====== Dataset
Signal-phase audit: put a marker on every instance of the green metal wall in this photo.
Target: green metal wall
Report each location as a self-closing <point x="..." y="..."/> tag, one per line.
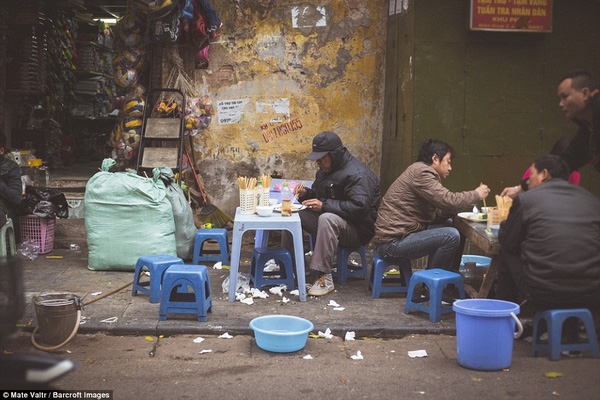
<point x="491" y="95"/>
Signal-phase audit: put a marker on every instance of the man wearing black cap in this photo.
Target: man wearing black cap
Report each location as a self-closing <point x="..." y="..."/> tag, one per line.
<point x="341" y="207"/>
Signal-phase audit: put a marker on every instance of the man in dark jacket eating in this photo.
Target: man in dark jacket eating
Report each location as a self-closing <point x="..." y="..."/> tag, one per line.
<point x="341" y="207"/>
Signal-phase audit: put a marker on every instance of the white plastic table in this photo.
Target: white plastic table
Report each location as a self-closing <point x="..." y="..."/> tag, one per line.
<point x="249" y="222"/>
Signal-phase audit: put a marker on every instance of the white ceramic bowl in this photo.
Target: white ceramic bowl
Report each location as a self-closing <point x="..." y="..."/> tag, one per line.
<point x="264" y="211"/>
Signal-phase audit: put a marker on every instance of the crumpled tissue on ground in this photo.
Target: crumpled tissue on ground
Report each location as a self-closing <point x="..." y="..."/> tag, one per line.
<point x="258" y="293"/>
<point x="327" y="334"/>
<point x="336" y="306"/>
<point x="417" y="353"/>
<point x="278" y="290"/>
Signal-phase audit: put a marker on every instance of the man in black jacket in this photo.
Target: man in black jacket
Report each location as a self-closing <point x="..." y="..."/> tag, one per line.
<point x="10" y="185"/>
<point x="550" y="254"/>
<point x="341" y="207"/>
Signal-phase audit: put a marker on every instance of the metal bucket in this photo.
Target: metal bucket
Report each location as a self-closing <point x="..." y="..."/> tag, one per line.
<point x="57" y="316"/>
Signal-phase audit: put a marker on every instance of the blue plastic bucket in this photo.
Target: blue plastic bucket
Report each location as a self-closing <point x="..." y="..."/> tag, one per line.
<point x="485" y="333"/>
<point x="281" y="333"/>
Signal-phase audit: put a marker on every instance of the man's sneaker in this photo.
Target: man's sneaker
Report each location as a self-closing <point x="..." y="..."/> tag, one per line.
<point x="322" y="286"/>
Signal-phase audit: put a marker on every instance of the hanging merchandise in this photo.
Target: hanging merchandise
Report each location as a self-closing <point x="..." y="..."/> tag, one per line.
<point x="165" y="23"/>
<point x="130" y="28"/>
<point x="125" y="136"/>
<point x="211" y="18"/>
<point x="198" y="115"/>
<point x="134" y="107"/>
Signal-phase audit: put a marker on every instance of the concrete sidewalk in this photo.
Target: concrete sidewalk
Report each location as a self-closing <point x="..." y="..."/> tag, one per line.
<point x="66" y="271"/>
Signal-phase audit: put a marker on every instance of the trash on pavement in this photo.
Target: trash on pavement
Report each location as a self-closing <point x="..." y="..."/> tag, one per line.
<point x="417" y="353"/>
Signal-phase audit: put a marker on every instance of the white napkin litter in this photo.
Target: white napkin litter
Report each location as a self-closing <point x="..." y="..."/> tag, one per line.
<point x="417" y="353"/>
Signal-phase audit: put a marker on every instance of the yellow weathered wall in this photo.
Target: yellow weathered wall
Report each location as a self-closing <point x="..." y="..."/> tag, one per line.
<point x="332" y="76"/>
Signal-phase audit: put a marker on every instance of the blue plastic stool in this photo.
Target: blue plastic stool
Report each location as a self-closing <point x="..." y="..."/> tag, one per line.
<point x="399" y="284"/>
<point x="436" y="280"/>
<point x="7" y="232"/>
<point x="186" y="290"/>
<point x="554" y="321"/>
<point x="217" y="234"/>
<point x="343" y="269"/>
<point x="260" y="256"/>
<point x="156" y="265"/>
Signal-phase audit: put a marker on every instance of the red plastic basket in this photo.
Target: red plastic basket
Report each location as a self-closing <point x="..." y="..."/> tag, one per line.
<point x="38" y="230"/>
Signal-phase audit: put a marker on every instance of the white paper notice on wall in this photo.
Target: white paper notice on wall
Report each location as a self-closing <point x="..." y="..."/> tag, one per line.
<point x="230" y="111"/>
<point x="308" y="16"/>
<point x="281" y="107"/>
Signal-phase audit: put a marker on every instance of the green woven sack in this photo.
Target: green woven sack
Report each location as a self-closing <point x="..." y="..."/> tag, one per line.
============
What to do :: Copy out, word for word, the lines from the one containing "litter in this photo." through the last line above.

Solution for this task ::
Signal-phase audit: put a marker on every instance of the white napkin litter in this photo.
Target: white napkin litter
Report each location as a self-closing <point x="..." y="..."/> tag, one per line.
<point x="417" y="353"/>
Signal-phase audit: put a marker on every instance of the yellow weathered wall in this photo.
Target: yellow weathered wall
Report each location as a self-closing <point x="..." y="..."/> tag, one per line.
<point x="332" y="76"/>
Signal-phase audit: put a marker on every instance of the blue plastic stool in this photo.
Target: blue plastic stool
Report each location as a self-closing <point x="..." y="..."/> tag, one per line.
<point x="399" y="284"/>
<point x="436" y="280"/>
<point x="7" y="232"/>
<point x="186" y="290"/>
<point x="554" y="321"/>
<point x="217" y="234"/>
<point x="343" y="269"/>
<point x="260" y="256"/>
<point x="156" y="265"/>
Signal-phase audit: put a marker on every instance of the red plastic basket in this photo.
Target: red plastic basket
Report each location as a self-closing <point x="..." y="..."/> tag, one per line.
<point x="38" y="230"/>
Signal-phase audit: put a marker on every instance of the white paper notice on wall in this photo.
Target: white paper notice on wall
Report each location as a self-closing <point x="..." y="..."/> tag, one per line.
<point x="230" y="111"/>
<point x="308" y="16"/>
<point x="281" y="107"/>
Signal-phase audit: put a marker on every instance of the green woven sack in this photo.
Target: green woven sack
Report each location as a self-closing <point x="..." y="..."/> tag, one per line.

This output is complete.